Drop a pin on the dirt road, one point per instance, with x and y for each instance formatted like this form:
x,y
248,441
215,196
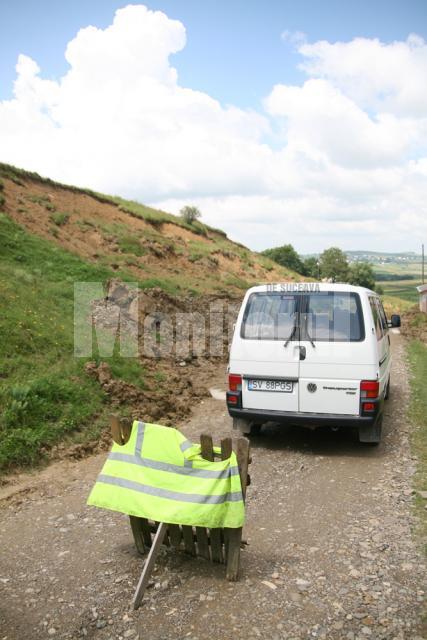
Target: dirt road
x,y
329,554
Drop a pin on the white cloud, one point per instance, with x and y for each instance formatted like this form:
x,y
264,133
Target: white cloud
x,y
340,159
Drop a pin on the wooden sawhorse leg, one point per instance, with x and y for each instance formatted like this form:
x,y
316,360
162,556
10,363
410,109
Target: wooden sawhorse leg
x,y
149,564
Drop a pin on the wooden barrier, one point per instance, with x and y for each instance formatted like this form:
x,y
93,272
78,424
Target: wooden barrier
x,y
216,545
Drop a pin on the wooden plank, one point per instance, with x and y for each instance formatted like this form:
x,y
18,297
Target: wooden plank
x,y
175,534
215,534
126,426
235,535
120,429
226,448
243,456
216,545
149,564
226,451
137,534
203,543
146,531
206,447
187,534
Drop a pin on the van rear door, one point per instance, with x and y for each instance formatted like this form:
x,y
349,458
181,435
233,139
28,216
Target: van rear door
x,y
266,351
332,338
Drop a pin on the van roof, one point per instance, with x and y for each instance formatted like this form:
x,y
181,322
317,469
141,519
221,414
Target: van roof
x,y
308,287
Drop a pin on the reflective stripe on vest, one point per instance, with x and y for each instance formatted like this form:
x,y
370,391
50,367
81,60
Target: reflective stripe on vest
x,y
159,474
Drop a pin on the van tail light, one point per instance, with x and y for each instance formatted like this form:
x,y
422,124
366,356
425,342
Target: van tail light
x,y
369,389
368,406
234,382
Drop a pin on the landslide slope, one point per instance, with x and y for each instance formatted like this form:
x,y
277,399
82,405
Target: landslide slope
x,y
51,236
153,247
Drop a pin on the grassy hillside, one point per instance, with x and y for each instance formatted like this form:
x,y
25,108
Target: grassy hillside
x,y
53,235
154,247
44,392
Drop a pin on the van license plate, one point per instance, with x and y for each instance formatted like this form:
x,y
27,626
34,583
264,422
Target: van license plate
x,y
285,386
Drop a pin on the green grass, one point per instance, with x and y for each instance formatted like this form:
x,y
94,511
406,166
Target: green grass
x,y
45,394
417,354
404,289
59,218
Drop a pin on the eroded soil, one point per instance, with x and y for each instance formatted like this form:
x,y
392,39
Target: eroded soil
x,y
330,552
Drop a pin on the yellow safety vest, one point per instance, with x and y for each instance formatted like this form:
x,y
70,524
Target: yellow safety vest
x,y
160,475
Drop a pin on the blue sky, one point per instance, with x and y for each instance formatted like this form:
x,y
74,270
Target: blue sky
x,y
317,139
234,48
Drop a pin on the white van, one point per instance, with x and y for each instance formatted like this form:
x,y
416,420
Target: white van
x,y
311,354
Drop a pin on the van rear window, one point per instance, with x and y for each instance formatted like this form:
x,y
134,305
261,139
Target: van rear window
x,y
328,316
270,316
333,317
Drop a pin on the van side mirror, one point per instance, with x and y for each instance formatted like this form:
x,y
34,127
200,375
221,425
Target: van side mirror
x,y
394,321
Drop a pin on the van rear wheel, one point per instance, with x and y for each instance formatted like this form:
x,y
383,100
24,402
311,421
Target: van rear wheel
x,y
371,434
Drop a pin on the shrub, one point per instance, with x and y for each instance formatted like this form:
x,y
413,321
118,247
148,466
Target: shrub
x,y
190,214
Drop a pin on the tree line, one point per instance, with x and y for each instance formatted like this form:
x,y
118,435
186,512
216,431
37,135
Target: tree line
x,y
332,264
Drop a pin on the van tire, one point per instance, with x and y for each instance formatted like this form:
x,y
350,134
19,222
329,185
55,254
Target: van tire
x,y
372,434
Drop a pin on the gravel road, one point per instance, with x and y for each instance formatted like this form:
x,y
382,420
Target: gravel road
x,y
330,552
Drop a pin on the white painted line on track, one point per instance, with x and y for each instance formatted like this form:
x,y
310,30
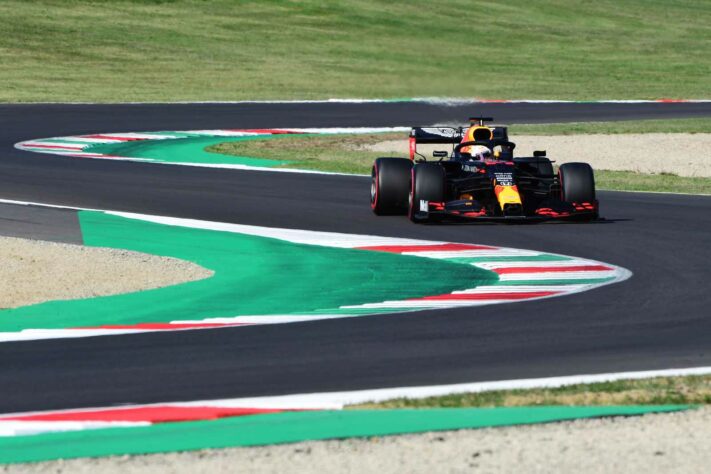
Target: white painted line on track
x,y
382,394
9,426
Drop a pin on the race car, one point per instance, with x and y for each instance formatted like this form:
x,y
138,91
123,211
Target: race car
x,y
480,179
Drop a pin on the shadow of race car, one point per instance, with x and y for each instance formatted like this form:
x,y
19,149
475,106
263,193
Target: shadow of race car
x,y
480,179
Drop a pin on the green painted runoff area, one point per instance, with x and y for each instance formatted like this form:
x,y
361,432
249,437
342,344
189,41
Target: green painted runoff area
x,y
183,150
253,276
289,427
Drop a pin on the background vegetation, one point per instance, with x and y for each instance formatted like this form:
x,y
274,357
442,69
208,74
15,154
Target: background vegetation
x,y
272,49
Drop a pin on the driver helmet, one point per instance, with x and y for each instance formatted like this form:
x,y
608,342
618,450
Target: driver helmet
x,y
480,152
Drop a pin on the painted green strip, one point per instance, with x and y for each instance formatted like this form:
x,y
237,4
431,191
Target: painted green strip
x,y
253,276
183,150
288,428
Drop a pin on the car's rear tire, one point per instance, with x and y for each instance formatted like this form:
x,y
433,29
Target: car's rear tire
x,y
390,186
427,184
577,182
577,185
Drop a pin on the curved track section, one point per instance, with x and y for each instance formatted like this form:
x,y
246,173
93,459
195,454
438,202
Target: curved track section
x,y
658,319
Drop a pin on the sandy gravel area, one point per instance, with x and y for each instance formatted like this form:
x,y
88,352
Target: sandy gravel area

--

WHAT YOU HAVE TO DO → Return each line of the preceding material in which "sandy" can be found.

WRITTEN SOLUTION →
Drop a pin on the sandy gravel area, one point per instance, with x and y for each instance formatted like this form:
Target: sandy gravel area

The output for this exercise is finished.